> _Passage provided_:
>> Begin

CFO presenting to a group of executives to illustrate blog titled "What Is an Outsourced CFO?"

One of the most challenging things about running a small business is controlling your finances. Hiring people to keep your books and file your taxes is one thing. It is quite another to develop creative yet financially sound strategies for growing and scaling your organization while also running your company. Ideally, that would be a job for your CFO (Chief Financial Officer), but CFOs are pricey, so what is an outsourced CFO?

What is an Outsourced CFO?

An outsourced CFO (a.k.a. fractional CFO) is a part-time member of your executive team who examines your business through a financial lens and provides the strategic insight you need to make decisions. This person is an experienced leader and trusted advisor who can perform all the same functions as a full-time CFO at a fraction of the cost.

It can help to know that an outsourced CFO is not the same as an interim CFO. An interim CFO is a temporary hire who fills in for someone on leave or bridges the gap while you look for a permanent replacement. That is different from an outsourced CFO who becomes an integral part of your team and could potentially work with your company for years.

What Do Outsourced CFOs Do?

Outsourced or fractional CFOs are financial experts who can manage a wide range of activities, so their day-to-day priorities will depend on your needs. For instance, CFOs typically assume responsibility for a company’s administrative, financial, and risk-management operations. Therefore, they might oversee your entire accounting and finance department and manage your human resources team while also handling special projects. Let’s break it down to give you a better sense of their daily tasks.

>> End

> _Data entries_:
>> Begin

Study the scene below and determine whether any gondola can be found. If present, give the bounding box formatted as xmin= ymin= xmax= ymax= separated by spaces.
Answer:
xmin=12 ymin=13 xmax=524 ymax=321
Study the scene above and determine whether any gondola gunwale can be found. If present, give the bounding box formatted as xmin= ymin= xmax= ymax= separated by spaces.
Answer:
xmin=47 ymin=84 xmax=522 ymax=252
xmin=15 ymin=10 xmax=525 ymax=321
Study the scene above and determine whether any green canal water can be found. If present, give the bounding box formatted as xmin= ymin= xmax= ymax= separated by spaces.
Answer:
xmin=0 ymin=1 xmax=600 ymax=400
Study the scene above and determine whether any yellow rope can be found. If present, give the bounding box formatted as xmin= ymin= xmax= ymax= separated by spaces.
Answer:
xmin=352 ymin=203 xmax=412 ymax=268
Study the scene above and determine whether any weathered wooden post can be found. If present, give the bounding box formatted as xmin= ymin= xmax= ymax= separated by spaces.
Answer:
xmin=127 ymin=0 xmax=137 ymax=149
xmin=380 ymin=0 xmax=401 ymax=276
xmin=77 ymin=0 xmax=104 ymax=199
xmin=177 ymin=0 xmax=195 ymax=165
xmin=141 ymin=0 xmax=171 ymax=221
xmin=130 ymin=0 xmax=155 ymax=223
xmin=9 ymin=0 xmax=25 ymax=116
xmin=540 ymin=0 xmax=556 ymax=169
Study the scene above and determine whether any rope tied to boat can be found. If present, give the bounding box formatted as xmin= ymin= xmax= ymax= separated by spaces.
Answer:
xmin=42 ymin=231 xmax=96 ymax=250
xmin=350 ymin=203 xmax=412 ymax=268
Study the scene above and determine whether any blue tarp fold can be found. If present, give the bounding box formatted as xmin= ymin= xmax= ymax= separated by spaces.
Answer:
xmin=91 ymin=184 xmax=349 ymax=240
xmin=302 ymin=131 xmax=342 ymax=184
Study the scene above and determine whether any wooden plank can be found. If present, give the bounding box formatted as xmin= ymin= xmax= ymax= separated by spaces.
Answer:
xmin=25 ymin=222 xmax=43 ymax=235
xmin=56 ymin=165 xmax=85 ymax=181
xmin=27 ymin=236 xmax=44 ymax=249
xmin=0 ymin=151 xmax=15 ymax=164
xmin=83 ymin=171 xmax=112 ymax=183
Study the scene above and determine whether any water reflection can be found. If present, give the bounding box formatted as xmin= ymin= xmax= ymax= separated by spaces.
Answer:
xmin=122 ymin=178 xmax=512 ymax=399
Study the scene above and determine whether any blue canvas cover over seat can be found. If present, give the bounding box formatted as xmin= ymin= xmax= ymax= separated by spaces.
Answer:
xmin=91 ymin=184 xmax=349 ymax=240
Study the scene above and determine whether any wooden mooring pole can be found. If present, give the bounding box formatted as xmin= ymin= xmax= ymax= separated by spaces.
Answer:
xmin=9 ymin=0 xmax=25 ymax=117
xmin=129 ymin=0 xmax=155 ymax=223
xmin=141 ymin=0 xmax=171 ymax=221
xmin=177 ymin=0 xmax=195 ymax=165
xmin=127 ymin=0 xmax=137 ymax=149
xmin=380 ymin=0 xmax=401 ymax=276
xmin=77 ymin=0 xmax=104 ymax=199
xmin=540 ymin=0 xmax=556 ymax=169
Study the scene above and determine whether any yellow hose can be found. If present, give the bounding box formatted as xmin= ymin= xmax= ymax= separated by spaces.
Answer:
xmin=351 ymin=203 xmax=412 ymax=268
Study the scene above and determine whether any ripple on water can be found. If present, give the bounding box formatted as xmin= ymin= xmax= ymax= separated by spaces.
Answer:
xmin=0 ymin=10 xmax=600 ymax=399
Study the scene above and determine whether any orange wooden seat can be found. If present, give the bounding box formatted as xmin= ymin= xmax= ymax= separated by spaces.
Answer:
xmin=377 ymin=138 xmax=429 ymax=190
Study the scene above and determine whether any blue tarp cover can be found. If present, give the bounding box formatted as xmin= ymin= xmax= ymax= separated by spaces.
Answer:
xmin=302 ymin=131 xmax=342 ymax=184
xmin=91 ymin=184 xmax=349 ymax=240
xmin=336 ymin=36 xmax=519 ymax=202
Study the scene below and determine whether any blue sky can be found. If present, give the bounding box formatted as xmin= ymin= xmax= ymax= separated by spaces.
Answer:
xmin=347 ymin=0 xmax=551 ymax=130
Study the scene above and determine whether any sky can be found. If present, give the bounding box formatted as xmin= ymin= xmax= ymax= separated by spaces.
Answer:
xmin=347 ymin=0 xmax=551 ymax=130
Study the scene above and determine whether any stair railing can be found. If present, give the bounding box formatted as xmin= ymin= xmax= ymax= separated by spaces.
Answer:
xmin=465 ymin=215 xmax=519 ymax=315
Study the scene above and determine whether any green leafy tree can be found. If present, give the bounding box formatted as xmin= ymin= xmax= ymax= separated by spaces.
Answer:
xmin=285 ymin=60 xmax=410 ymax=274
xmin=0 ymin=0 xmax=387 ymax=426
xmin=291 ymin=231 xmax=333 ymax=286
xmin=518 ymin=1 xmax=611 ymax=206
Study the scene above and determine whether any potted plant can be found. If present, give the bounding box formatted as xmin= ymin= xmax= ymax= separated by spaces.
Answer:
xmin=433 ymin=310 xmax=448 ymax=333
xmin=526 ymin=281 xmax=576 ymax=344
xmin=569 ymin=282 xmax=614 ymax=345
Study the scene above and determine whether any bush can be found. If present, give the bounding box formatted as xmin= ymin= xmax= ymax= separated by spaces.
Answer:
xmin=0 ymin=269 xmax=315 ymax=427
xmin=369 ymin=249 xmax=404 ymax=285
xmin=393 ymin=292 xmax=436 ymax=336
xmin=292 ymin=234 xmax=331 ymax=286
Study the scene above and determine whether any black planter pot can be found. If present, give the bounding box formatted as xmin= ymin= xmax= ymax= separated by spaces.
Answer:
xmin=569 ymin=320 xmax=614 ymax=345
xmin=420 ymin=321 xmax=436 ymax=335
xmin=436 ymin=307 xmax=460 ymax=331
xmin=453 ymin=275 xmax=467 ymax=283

>> End

> _Required work_: Write the next part of the blog post on outsourced CFOs, starting right after its final sentence.

> _Result of this task_:
Financial Strategy

A good CFO always takes a long-term view, developing plans that will serve you 3-5 years into the future. So first, they analyze your company’s financial situation and work with your executive team to establish challenging yet attainable goals and a system for measuring progress. Then, they check in each month to look at how the company is doing compared to its targets so they can help you make strategic decisions about hiring, pricing, and investments to ensure that you stay on track.

Financial Infrastructure Development

Besides financial planning, a CFO can help you build the financial infrastructure you need to grow and scale. That means they could engage in any number of activities that keep your organization running smoothly, such as:

  • Developing sensible hiring plans.
  • Selecting and implementing technology.
  • Building effective policies and procedures.
  • Creating a solid and repeatable financial budgeting and forecasting process.
  • Establishing systems for tracking your key performance indicators (KPIs) and managing cash flows.

Team Leadership

Professionals brainstorming to illustrate "finance and accounting team."

As the senior finance and accounting team member, your CFO is ultimately responsible for your financial reporting and analysis functions. Therefore, they hire, train, and lead the staff you need to get it all done. Over time, this could include a myriad of functions.

Initially, however, they will manage your company’s accounting team and do much of the financial analysis themself to translate that data into meaningful insights. They will also be the primary point of contact for external financial partners, like your tax advisor, bankers, and investors.

Special Projects

Many business owners hire outsourced CFOs to solve one-off financial problems or to manage special projects when they lack in-house expertise or want a fresh perspective. For example, you might periodically ask an outsourced CFO to review your financials and weigh in on your short and long-term growth strategies. Other projects that required specialized knowledge include:

  • Raising capital.
  • Mergers and acquisitions.
  • Accounting system overhauls.
  • External audits.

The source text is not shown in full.